(Task goal)
In the excerpt about the AFL below, which places does Andrew Demetriou name as possible homes for future teams? List all of them.

There’s cause for optimism at AFL House, particularly coming off a round in which Collingwood, Carlton and Essendon – the traditional Melbourne powerhouses – enjoyed euphoric wins in front of big crowds at home.
With Collingwood, Geelong, Hawthorn and Carlton top four contenders, followed by Western Bulldogs, St Kilda, Essendon, North Melbourne and Melbourne in a gaggle hunting for a finals berth, things are looking well for the Victorian/VFL contingent.
Only the two Western Australian clubs seem to be providing much resistance.
Having its core of Victorian teams healthy and happy is an ongoing concern for the AFL – and, arguably, should be just as much of a concern long-term as the wellbeing of the expansion clubs.
After all, clubs such as Greater Western Sydney Giants, Gold Coast Suns, Brisbane Lions et al have exclusivity in Aussie Rules terms in their respective markets.
Melbourne teams don’t, particularly as the generations pass. The VFL demarcations erode and market forces truly pressure the clubs operating in such close quarters; representing suburbs in a national competition.
In the coming decades, the question of whether the national competition can sustain 10 Victorian-based (nine Melbourne) teams will inevitably be asked, particularly as their rivals outside of Victoria cement themselves in their markets and grow into stronger and more financially well-off clubs.
Other codes will also impinge within the Victorian market – Melbourne Rebels, Heart, Victory and Storm still relatively new entities when compared to the AFL clubs.
The Victorian question could ultimately hold the key to future AFL expansion. When the GWS Giants enter the competition next season, the AFL would, it seems, be set for the foreseeable future with a balanced 18-team competition – two teams each in Western Australia, South Australia, Queensland and New South Wales, in addition to its 10-team VFL core. But the AFL may not stop there.
“If anybody had thought 21 years ago what the AFL looked like today, they would have been delusional and kidding themselves,” Andrew Demetriou told the Herald Sun.
“Therefore, you’d hope in the next 21 years we’ve got the same 18 teams and if anything is going to happen, there will be more teams because that seems to be the pattern.
“The places that come to mind are Tasmania, northern Queensland and northern WA. And quite frankly, it’s not beyond the realms of possibility as the world gets smaller that you could have a team based abroad. New Zealand or South Africa would be a chance.”
Let’s put aside the international expansion suggestion for another column (coming soon) and focus on matters closer to home. The AFL’s hesitancy to expand into Tasmania and Darwin (Northern Territory) comes down to simple economics.
Second teams in Queensland and New South Wales could help unlock the last two of the big five markets with sole club representatives – a weekly presence in the five key television markets. Spreading the game’s gospel into foreign territories simply underpinned this justification.
The football heritage in Tasmania and Northern Territory didn’t matter; their relative market share did. Also, these fringe options remain relocation options for any clubs squeezed out of Victoria.

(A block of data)

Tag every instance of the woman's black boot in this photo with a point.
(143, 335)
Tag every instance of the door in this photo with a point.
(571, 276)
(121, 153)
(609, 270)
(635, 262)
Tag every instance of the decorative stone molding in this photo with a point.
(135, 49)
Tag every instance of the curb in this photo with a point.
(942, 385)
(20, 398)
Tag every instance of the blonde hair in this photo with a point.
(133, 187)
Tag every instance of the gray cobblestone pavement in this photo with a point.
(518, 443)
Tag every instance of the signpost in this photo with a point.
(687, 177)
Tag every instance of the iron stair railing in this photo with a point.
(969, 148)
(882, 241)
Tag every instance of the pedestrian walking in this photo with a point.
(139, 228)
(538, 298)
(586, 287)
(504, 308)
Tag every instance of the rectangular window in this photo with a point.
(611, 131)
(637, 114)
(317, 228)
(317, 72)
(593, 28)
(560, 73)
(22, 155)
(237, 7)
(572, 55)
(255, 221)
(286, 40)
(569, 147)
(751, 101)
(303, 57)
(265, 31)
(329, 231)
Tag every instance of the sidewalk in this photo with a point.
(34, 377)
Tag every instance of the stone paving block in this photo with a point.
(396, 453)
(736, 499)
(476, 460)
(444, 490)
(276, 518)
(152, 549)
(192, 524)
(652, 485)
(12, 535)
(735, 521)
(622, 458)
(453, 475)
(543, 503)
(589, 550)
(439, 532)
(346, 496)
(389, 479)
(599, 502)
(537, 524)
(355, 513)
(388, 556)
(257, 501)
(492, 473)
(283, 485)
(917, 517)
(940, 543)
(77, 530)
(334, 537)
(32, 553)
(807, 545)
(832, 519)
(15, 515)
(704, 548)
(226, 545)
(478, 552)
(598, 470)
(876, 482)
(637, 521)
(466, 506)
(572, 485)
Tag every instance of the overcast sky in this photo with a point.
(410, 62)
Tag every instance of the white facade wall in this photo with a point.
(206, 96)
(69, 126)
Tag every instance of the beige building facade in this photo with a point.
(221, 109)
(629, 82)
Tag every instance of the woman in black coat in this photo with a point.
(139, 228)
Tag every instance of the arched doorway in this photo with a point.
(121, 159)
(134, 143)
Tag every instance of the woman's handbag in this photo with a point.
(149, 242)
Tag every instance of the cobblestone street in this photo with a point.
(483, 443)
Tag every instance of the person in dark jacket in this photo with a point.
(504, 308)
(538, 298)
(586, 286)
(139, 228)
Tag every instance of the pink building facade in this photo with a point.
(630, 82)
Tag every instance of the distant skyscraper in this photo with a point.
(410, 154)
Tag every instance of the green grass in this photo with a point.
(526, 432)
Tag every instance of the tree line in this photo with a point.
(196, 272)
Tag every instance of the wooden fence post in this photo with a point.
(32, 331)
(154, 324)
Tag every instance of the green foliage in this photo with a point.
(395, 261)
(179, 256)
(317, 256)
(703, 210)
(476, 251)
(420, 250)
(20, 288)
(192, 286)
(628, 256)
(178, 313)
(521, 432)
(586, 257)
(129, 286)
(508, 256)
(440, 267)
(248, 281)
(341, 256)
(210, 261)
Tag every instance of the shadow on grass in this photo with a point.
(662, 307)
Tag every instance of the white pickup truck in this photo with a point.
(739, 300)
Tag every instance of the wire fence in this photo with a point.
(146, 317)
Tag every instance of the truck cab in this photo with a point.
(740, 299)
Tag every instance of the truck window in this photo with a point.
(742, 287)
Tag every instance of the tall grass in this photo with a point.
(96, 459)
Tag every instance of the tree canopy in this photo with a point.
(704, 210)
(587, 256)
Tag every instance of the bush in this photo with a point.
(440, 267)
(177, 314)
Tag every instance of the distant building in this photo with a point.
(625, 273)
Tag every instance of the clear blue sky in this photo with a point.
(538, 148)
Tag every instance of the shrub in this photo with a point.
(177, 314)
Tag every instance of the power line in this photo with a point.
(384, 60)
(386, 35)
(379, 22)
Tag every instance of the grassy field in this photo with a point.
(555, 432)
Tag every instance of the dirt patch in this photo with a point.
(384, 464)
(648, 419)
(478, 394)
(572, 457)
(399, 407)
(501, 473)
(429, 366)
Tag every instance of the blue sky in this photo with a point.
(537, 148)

(Response to the task)
Tasmania, northern Queensland, northern WA, New Zealand, South Africa